**THE REQUEST**.
In the listing below, find the line containing "Where in the photo above can the bird's leg". Write out that line and every line after it to the end, exactly and only those.

[Entries from a pointing dataset]

↓

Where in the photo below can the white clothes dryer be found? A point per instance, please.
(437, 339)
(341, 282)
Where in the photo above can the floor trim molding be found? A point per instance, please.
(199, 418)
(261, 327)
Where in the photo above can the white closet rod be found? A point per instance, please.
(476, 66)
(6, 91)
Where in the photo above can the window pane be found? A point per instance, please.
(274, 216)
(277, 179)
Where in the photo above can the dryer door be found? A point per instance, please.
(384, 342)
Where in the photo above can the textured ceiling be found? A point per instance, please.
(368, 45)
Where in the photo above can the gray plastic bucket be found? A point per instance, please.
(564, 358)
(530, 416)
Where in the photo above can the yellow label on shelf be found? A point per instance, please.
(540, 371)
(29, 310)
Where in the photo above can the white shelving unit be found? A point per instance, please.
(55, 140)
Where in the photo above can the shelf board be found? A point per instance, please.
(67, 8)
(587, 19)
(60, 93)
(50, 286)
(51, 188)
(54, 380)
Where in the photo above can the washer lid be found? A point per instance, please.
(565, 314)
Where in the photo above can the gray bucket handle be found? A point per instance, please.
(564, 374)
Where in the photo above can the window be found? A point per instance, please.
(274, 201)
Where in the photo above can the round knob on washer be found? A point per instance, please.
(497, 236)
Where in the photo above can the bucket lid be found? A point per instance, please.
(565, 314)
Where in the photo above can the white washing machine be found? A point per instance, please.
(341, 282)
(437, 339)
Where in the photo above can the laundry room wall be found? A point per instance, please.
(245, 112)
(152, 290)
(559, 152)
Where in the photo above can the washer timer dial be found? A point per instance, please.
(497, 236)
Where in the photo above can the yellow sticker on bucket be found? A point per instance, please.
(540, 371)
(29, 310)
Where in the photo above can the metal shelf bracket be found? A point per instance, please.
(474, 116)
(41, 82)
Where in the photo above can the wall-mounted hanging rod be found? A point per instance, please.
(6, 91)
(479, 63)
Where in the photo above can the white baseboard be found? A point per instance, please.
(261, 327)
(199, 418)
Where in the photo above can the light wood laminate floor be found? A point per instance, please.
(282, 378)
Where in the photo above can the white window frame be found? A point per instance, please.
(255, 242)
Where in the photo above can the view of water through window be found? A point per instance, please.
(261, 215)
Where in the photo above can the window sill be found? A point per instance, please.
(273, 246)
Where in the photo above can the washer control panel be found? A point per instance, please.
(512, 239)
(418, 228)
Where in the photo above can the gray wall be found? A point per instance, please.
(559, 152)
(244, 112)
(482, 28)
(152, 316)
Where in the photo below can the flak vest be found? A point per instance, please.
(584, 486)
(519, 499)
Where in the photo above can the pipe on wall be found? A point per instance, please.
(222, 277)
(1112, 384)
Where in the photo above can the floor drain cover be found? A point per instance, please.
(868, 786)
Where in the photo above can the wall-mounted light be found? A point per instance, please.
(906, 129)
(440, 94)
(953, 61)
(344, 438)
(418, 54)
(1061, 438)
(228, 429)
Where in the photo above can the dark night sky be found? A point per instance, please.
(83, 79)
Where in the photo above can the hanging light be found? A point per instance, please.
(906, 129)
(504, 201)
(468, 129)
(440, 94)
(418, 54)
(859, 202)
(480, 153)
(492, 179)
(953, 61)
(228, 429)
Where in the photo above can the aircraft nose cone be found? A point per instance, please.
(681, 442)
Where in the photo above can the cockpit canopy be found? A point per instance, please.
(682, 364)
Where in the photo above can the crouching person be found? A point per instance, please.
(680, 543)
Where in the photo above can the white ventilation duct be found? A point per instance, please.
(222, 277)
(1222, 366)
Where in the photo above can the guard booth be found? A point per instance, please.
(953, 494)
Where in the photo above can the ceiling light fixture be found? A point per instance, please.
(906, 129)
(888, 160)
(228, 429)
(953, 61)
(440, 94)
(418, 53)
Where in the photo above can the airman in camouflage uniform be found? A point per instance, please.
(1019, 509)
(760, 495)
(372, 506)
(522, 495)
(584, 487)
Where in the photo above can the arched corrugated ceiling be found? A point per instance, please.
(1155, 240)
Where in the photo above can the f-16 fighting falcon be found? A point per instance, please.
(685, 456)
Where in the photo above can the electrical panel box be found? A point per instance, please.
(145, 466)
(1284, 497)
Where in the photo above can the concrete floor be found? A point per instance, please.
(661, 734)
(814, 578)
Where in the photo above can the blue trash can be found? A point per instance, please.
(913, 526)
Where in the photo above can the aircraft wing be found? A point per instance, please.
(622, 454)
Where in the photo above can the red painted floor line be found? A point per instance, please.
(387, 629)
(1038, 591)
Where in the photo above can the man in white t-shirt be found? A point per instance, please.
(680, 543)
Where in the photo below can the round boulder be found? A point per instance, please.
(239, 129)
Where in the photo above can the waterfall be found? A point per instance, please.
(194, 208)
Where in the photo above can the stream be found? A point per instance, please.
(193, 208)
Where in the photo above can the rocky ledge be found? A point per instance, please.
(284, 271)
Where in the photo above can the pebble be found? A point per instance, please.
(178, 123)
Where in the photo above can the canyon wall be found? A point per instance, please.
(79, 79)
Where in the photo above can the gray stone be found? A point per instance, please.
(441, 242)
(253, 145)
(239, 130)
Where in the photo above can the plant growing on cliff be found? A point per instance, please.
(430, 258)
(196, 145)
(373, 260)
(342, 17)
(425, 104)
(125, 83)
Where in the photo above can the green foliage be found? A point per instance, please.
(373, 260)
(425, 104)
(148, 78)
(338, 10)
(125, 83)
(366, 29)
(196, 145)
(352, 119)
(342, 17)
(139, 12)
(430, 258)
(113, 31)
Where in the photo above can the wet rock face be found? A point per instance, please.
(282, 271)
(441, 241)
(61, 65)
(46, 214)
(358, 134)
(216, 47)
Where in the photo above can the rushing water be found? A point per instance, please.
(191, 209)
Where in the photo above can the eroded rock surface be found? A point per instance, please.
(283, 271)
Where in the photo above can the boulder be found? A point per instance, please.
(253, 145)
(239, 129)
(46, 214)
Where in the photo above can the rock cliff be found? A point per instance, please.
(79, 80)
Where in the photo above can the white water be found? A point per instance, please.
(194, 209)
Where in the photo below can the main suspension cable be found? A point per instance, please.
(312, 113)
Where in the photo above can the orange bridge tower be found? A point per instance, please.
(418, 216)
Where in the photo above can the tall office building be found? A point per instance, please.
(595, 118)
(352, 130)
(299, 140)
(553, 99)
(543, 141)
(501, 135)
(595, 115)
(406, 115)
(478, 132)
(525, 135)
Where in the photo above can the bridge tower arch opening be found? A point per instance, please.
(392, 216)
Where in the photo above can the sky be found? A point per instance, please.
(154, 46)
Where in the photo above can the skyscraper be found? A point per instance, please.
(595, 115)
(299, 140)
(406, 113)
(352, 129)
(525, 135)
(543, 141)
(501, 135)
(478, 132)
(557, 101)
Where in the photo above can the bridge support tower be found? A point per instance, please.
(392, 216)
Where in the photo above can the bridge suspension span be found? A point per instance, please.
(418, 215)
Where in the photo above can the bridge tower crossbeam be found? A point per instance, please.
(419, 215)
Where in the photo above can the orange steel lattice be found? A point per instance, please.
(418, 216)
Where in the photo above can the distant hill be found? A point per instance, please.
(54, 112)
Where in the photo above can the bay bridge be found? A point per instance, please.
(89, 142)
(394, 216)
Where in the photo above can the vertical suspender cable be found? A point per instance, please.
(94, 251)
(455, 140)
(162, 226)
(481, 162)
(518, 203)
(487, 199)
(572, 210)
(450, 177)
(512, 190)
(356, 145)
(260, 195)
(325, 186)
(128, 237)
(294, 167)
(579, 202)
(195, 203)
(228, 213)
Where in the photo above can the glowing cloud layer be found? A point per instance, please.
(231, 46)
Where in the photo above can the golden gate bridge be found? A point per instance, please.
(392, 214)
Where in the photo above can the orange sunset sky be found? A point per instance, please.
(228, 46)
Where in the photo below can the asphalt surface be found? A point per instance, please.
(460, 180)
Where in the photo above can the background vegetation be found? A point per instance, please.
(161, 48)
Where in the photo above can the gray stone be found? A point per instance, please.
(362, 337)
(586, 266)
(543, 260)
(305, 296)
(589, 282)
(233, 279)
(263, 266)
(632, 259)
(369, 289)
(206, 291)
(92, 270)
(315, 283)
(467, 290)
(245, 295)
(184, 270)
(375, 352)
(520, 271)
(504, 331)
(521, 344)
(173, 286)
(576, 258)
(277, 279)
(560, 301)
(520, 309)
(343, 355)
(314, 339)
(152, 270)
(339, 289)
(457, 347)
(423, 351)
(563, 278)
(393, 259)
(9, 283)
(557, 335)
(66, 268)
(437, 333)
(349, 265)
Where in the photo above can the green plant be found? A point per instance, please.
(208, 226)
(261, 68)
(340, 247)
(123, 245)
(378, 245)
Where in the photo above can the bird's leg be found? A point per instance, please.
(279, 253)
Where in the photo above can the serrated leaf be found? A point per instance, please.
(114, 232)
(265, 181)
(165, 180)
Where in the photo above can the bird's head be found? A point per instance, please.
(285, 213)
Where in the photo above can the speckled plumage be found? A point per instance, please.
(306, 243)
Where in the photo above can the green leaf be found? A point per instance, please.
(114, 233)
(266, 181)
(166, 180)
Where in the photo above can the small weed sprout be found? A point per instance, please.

↑

**TASK RESULT**.
Where in the photo above can the bird's leg be found? A point per instance, please.
(279, 253)
Where in the photo above can the serrated leaf be found? A point per instance, please.
(114, 232)
(265, 181)
(165, 180)
Where in the photo above can the bird's head be found? A point per instance, please.
(285, 213)
Where in the photo above can the speckled plumage be found? A point per instance, please.
(306, 243)
Where in the photo above can the green leaf be found? A point per instance, please.
(114, 233)
(266, 181)
(166, 180)
Where in the photo above can the small weed sprout be found? A point per instance, please.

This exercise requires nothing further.